Items:
————————

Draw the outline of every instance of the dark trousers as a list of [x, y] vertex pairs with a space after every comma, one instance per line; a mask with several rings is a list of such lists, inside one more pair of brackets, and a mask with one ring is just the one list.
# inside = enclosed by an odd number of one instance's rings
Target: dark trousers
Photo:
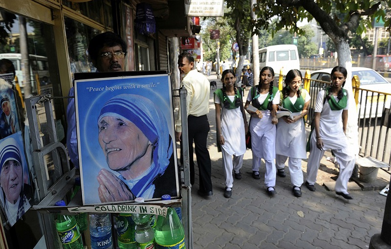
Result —
[[210, 129], [208, 117], [206, 115], [199, 117], [189, 115], [187, 118], [187, 126], [189, 133], [190, 183], [192, 184], [194, 184], [194, 158], [193, 147], [194, 141], [196, 145], [196, 156], [197, 157], [197, 164], [199, 174], [199, 189], [203, 192], [211, 191], [212, 191], [211, 178], [212, 165], [209, 152], [206, 147], [208, 133], [209, 132]]

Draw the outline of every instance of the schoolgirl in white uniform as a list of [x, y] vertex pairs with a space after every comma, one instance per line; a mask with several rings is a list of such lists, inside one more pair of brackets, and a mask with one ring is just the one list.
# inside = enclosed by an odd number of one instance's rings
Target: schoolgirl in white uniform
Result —
[[[259, 179], [259, 168], [261, 159], [266, 165], [265, 185], [269, 195], [275, 195], [276, 125], [278, 119], [276, 116], [280, 104], [280, 91], [273, 86], [274, 71], [269, 67], [261, 70], [261, 81], [258, 86], [251, 88], [247, 96], [244, 109], [251, 115], [249, 129], [251, 134], [253, 154], [253, 177]], [[257, 108], [256, 112], [247, 110], [250, 104]]]
[[301, 87], [302, 80], [302, 73], [299, 70], [290, 70], [286, 74], [285, 87], [282, 91], [280, 104], [292, 112], [293, 118], [286, 116], [280, 118], [276, 135], [277, 171], [285, 175], [285, 162], [289, 157], [288, 166], [293, 185], [292, 191], [297, 197], [302, 196], [301, 187], [304, 181], [302, 159], [307, 158], [305, 127], [303, 117], [307, 114], [307, 108], [311, 99], [308, 91]]
[[340, 165], [339, 175], [335, 183], [336, 193], [350, 200], [353, 198], [348, 192], [348, 182], [354, 166], [355, 157], [345, 135], [349, 96], [343, 87], [347, 75], [345, 68], [335, 67], [331, 71], [331, 86], [318, 93], [315, 130], [308, 141], [310, 154], [305, 186], [310, 190], [315, 191], [314, 184], [321, 159], [325, 150], [332, 150]]
[[232, 170], [235, 178], [241, 178], [240, 170], [246, 152], [245, 137], [248, 126], [243, 109], [242, 91], [235, 86], [235, 72], [231, 69], [226, 70], [223, 72], [221, 78], [223, 88], [217, 89], [214, 94], [217, 140], [221, 147], [225, 177], [224, 196], [229, 198], [232, 194], [234, 183]]

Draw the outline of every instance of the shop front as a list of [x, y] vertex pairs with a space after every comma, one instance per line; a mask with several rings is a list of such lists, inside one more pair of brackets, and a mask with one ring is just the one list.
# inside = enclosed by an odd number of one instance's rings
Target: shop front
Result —
[[[137, 16], [140, 3], [149, 4], [154, 23], [148, 22], [146, 12]], [[44, 196], [38, 187], [40, 177], [36, 174], [35, 167], [42, 165], [34, 165], [30, 126], [23, 100], [50, 94], [51, 109], [38, 104], [35, 110], [40, 142], [44, 146], [51, 142], [51, 127], [47, 125], [50, 120], [46, 120], [46, 112], [52, 110], [57, 139], [65, 144], [66, 96], [74, 74], [96, 70], [87, 49], [91, 39], [107, 31], [118, 33], [128, 45], [127, 70], [170, 72], [170, 66], [176, 66], [179, 52], [178, 48], [170, 46], [172, 38], [191, 35], [190, 19], [184, 11], [183, 16], [176, 12], [175, 8], [182, 5], [182, 0], [0, 1], [0, 101], [4, 105], [8, 102], [13, 113], [7, 115], [8, 111], [2, 106], [0, 110], [0, 115], [8, 117], [4, 118], [4, 122], [10, 124], [3, 126], [0, 120], [0, 131], [9, 131], [0, 133], [0, 149], [12, 143], [11, 138], [16, 141], [23, 169], [18, 183], [23, 187], [18, 191], [19, 196], [24, 196], [16, 201], [23, 205], [16, 209], [10, 207], [10, 204], [15, 203], [8, 200], [3, 188], [2, 173], [5, 171], [0, 165], [0, 248], [56, 248], [48, 246], [45, 237], [45, 226], [52, 224], [47, 224], [41, 213], [31, 208]], [[174, 19], [177, 22], [167, 21]], [[181, 25], [175, 26], [178, 22]], [[154, 28], [149, 28], [153, 25]], [[149, 27], [148, 32], [142, 31], [145, 26]], [[174, 86], [178, 85], [176, 78], [172, 79]], [[59, 179], [53, 157], [49, 154], [44, 158], [49, 188]], [[12, 214], [10, 210], [17, 211]]]

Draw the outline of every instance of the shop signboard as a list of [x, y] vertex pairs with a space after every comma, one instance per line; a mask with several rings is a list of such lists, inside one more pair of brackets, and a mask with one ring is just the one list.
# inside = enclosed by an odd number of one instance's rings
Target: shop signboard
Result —
[[81, 73], [75, 79], [83, 204], [179, 198], [168, 74]]
[[181, 37], [180, 48], [183, 50], [194, 49], [196, 47], [196, 40], [193, 37]]
[[185, 0], [185, 10], [191, 17], [222, 17], [224, 0]]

————————

Task statement: Rewrite all of the data above as a Markdown table with the columns "Row" and "Line": one line per row, numbered in order. Leave out the blank lines and the pictures.

Solution to this exercise:
| Row | Line |
|---|---|
| 1 | Draw the outline of every instance of the dark trousers as a list of [x, y] vertex pairs with a space after every comma, one instance per line; a mask with several rings is a list of such lists, inside one more pair of brackets, and a mask with one ring is just the one list. |
| 2 | # inside = enclosed by an odd number of one instance's rings |
| 3 | Target: dark trousers |
| 4 | Photo: |
| 5 | Result — |
| 6 | [[210, 129], [208, 117], [206, 115], [199, 117], [189, 115], [187, 118], [187, 126], [189, 133], [190, 183], [192, 184], [194, 184], [194, 158], [193, 147], [194, 141], [196, 145], [196, 156], [197, 157], [197, 164], [199, 174], [199, 189], [203, 192], [211, 191], [212, 191], [211, 178], [212, 165], [209, 152], [206, 147], [208, 133], [209, 132]] |
| 7 | Draw the outline of every instance of the schoolgirl in white uniform as a list of [x, y] vertex pairs with a space after every comma, one instance per line; a mask with several rings is a list of such lists, inside one more pair of brackets, and a mask with one ring is just the one list. |
| 8 | # inside = enclosed by an odd number of one instance's rings |
| 9 | Target: schoolgirl in white uniform |
| 10 | Result — |
| 11 | [[[259, 179], [259, 168], [261, 159], [266, 165], [265, 185], [269, 195], [275, 195], [276, 125], [278, 119], [276, 116], [280, 104], [280, 91], [273, 86], [274, 71], [269, 67], [261, 70], [261, 81], [258, 86], [251, 88], [247, 96], [244, 109], [251, 115], [249, 129], [251, 134], [253, 154], [253, 177]], [[257, 108], [256, 112], [247, 110], [250, 104]]] |
| 12 | [[301, 87], [302, 80], [302, 73], [299, 70], [290, 70], [286, 74], [285, 87], [282, 91], [280, 104], [292, 112], [293, 118], [286, 116], [280, 118], [276, 135], [277, 171], [285, 175], [285, 162], [289, 157], [288, 166], [293, 185], [292, 191], [297, 197], [302, 196], [301, 187], [304, 181], [302, 159], [307, 158], [305, 127], [303, 117], [307, 114], [307, 108], [311, 99], [308, 91]] |
| 13 | [[340, 165], [339, 175], [335, 183], [336, 193], [350, 200], [353, 198], [348, 192], [348, 182], [354, 166], [355, 157], [345, 135], [349, 96], [343, 87], [347, 75], [345, 68], [335, 67], [331, 71], [331, 86], [318, 93], [315, 130], [308, 141], [310, 154], [305, 186], [310, 190], [315, 191], [314, 184], [321, 159], [325, 150], [332, 150]] |
| 14 | [[232, 170], [235, 178], [241, 178], [240, 170], [246, 152], [245, 137], [248, 126], [243, 109], [242, 91], [235, 86], [235, 72], [231, 69], [226, 70], [223, 72], [221, 78], [223, 88], [217, 89], [214, 94], [217, 140], [221, 147], [225, 177], [224, 196], [229, 198], [232, 194], [234, 183]] |
| 15 | Draw the outline of every instance of the shop front as a list of [x, y] vertex pairs with a space after every comma, one instance per line; a mask with several rings is a list of such lists, inside one more pair of brackets, and a mask with one ring is just the one list. |
| 16 | # inside = enclosed by an odd number of one instance's rings |
| 17 | Target: shop front |
| 18 | Result — |
| 19 | [[[137, 16], [140, 3], [149, 4], [154, 23], [148, 22], [146, 12]], [[44, 196], [38, 187], [40, 177], [36, 174], [35, 167], [42, 165], [34, 165], [30, 126], [23, 100], [50, 94], [51, 109], [38, 104], [35, 110], [40, 142], [44, 146], [51, 142], [51, 127], [47, 125], [50, 120], [46, 120], [46, 112], [52, 110], [57, 139], [65, 144], [66, 96], [74, 74], [96, 70], [87, 49], [91, 39], [107, 31], [118, 33], [128, 45], [127, 70], [170, 72], [170, 66], [176, 66], [179, 52], [178, 48], [170, 46], [172, 38], [191, 35], [190, 19], [184, 11], [183, 16], [176, 12], [175, 8], [182, 5], [182, 0], [0, 1], [0, 101], [4, 105], [8, 102], [13, 113], [7, 115], [8, 111], [2, 106], [0, 110], [0, 115], [8, 117], [4, 118], [4, 122], [10, 124], [3, 126], [0, 120], [0, 131], [9, 131], [0, 133], [0, 149], [12, 143], [11, 138], [16, 141], [23, 169], [18, 183], [23, 187], [18, 191], [19, 196], [24, 196], [16, 201], [23, 205], [16, 209], [10, 207], [10, 204], [15, 203], [8, 200], [3, 188], [2, 173], [5, 171], [0, 165], [0, 248], [56, 248], [48, 246], [45, 237], [45, 226], [52, 224], [47, 224], [41, 213], [31, 208]], [[174, 19], [177, 22], [167, 21]], [[181, 25], [175, 26], [178, 22]], [[154, 28], [149, 28], [153, 25]], [[149, 27], [148, 32], [142, 31], [145, 26]], [[174, 86], [178, 85], [176, 78], [172, 79]], [[59, 179], [53, 157], [49, 154], [44, 158], [49, 188]], [[12, 214], [10, 210], [17, 211]]] |
| 20 | Draw the outline of every instance of the shop signboard as a list of [x, y] vertex pairs with a space after every comma, one instance per line; a mask with several rings is a list of such lists, inside one more pair of brackets, and a mask with one ring is just the one list. |
| 21 | # inside = enclosed by an odd number of one instance's rings |
| 22 | Target: shop signboard |
| 23 | Result — |
| 24 | [[81, 73], [75, 79], [83, 204], [179, 198], [168, 74]] |
| 25 | [[181, 37], [180, 48], [183, 50], [194, 49], [196, 47], [196, 40], [193, 37]] |
| 26 | [[185, 0], [185, 10], [191, 17], [222, 17], [224, 0]] |